| Material to process |
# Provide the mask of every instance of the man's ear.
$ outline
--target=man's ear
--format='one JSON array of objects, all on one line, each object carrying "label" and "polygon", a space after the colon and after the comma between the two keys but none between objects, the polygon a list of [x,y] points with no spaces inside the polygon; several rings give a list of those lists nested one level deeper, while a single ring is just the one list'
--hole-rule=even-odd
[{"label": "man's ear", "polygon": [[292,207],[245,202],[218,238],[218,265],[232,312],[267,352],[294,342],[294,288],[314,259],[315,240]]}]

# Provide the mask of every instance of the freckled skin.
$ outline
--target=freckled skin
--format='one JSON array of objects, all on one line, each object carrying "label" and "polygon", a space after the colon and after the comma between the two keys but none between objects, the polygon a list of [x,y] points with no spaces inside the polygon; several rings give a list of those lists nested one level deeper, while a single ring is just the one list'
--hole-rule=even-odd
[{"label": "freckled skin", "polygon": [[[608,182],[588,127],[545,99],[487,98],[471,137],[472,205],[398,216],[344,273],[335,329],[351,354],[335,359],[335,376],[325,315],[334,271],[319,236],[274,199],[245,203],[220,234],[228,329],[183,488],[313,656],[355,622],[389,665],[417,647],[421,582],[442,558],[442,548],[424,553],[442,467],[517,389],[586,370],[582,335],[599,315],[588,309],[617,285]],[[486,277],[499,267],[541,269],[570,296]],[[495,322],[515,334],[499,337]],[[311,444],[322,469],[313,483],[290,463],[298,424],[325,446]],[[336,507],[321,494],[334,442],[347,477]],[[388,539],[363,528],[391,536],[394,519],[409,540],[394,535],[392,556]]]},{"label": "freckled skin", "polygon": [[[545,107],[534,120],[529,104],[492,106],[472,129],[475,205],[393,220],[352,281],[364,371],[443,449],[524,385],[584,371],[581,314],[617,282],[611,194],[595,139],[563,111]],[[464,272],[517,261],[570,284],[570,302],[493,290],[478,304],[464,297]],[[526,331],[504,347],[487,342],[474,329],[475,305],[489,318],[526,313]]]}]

| Direction |
Write out the rows as a numbered list, starting at the very first line and ending at the line that contains "--target=man's ear", with both of those lines included and any blank lines omitted.

| In response |
1. # Provide the mask of every instance of the man's ear.
2. $ outline
3. --target=man's ear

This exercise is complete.